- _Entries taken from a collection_
____

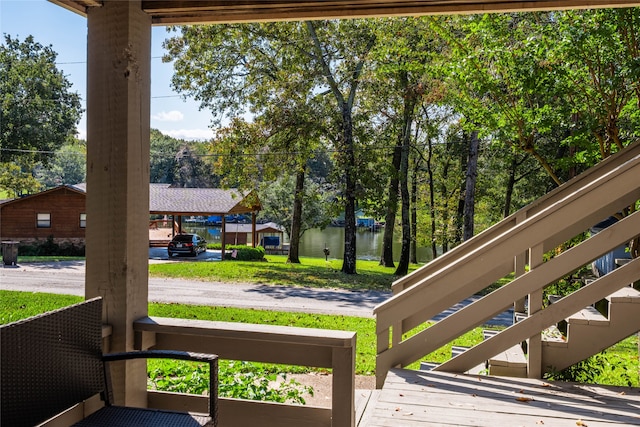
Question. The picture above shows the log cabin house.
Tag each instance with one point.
(59, 213)
(119, 73)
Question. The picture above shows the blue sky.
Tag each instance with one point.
(66, 32)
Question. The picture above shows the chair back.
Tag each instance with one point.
(50, 362)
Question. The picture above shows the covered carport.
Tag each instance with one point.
(178, 202)
(118, 123)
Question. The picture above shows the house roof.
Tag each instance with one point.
(164, 199)
(269, 227)
(71, 188)
(169, 12)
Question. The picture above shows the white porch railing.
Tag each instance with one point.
(259, 343)
(527, 235)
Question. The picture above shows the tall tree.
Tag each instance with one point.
(261, 70)
(341, 49)
(39, 112)
(68, 166)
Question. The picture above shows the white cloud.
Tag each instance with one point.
(189, 134)
(171, 116)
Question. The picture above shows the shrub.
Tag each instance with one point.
(238, 380)
(242, 252)
(50, 248)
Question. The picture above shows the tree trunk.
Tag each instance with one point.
(386, 258)
(296, 220)
(470, 188)
(413, 257)
(511, 182)
(349, 259)
(403, 264)
(432, 202)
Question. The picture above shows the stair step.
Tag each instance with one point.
(588, 316)
(488, 333)
(512, 357)
(428, 366)
(458, 349)
(626, 294)
(553, 334)
(511, 362)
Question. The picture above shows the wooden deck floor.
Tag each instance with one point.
(412, 398)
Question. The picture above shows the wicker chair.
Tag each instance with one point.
(50, 362)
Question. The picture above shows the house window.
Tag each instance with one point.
(43, 220)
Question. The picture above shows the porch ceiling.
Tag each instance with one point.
(167, 12)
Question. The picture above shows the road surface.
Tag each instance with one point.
(68, 278)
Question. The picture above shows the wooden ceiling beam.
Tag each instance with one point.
(173, 12)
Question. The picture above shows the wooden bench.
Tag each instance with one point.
(53, 362)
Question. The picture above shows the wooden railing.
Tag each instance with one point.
(502, 250)
(259, 343)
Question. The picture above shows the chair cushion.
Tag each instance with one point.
(117, 416)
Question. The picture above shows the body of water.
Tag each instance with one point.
(313, 242)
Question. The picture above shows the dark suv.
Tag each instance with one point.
(186, 244)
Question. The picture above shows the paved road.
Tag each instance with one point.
(68, 278)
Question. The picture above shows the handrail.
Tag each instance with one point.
(488, 306)
(270, 344)
(570, 210)
(559, 310)
(462, 277)
(509, 222)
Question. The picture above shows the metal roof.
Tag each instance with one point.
(198, 201)
(169, 12)
(164, 199)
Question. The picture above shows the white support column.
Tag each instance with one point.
(534, 348)
(118, 108)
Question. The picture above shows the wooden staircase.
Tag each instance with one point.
(579, 336)
(589, 331)
(516, 248)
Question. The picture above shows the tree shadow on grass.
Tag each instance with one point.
(319, 277)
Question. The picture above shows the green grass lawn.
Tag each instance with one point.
(312, 272)
(617, 366)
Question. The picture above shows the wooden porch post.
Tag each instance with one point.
(254, 234)
(118, 106)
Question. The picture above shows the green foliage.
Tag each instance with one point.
(594, 369)
(68, 166)
(240, 252)
(618, 365)
(277, 204)
(16, 181)
(50, 248)
(313, 272)
(39, 111)
(16, 305)
(237, 380)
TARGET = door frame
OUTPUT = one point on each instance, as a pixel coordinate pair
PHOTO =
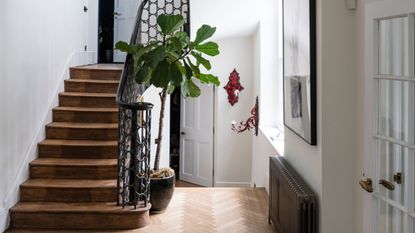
(214, 138)
(372, 13)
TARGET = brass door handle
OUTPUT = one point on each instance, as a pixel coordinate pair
(367, 185)
(387, 184)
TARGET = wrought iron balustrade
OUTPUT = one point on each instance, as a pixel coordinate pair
(134, 141)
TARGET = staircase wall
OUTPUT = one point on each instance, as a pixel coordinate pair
(40, 41)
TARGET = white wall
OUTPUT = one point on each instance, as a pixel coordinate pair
(268, 87)
(232, 150)
(330, 166)
(39, 40)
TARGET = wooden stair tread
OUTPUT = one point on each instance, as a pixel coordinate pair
(65, 231)
(87, 94)
(78, 142)
(58, 162)
(83, 207)
(83, 125)
(97, 81)
(108, 66)
(69, 183)
(81, 109)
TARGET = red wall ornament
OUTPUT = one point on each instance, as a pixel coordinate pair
(251, 123)
(233, 87)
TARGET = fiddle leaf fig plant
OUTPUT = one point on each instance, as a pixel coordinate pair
(173, 62)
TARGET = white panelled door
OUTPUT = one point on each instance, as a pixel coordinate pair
(196, 139)
(125, 14)
(390, 118)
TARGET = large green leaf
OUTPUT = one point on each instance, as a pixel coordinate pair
(189, 89)
(177, 45)
(194, 91)
(124, 47)
(170, 23)
(195, 69)
(183, 37)
(204, 33)
(175, 75)
(189, 71)
(201, 60)
(209, 48)
(160, 75)
(170, 89)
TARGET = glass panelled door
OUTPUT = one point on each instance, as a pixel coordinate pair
(394, 145)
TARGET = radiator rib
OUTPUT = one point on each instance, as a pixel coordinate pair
(292, 204)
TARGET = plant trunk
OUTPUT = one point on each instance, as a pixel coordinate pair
(163, 97)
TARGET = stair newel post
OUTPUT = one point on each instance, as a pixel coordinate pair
(119, 167)
(133, 158)
(148, 155)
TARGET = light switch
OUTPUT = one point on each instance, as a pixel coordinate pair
(351, 4)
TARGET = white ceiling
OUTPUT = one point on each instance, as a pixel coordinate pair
(231, 17)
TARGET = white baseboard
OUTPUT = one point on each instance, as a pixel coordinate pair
(3, 219)
(232, 184)
(12, 197)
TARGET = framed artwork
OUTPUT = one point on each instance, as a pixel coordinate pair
(300, 95)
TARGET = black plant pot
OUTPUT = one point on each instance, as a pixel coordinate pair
(161, 192)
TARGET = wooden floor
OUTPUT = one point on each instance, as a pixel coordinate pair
(209, 210)
(226, 210)
(184, 184)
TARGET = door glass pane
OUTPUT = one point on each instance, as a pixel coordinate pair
(391, 220)
(392, 160)
(393, 109)
(394, 47)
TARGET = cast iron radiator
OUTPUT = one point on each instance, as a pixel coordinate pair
(292, 204)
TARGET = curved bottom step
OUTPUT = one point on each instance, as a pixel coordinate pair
(77, 216)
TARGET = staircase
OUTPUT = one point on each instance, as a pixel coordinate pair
(72, 184)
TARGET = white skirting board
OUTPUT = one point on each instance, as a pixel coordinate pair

____

- _WORK INSTRUCTION_
Copy every line of the records above that holds the word "radiator".

- _OUTPUT BELOW_
TARGET = radiator rib
TARGET = cast iron radiator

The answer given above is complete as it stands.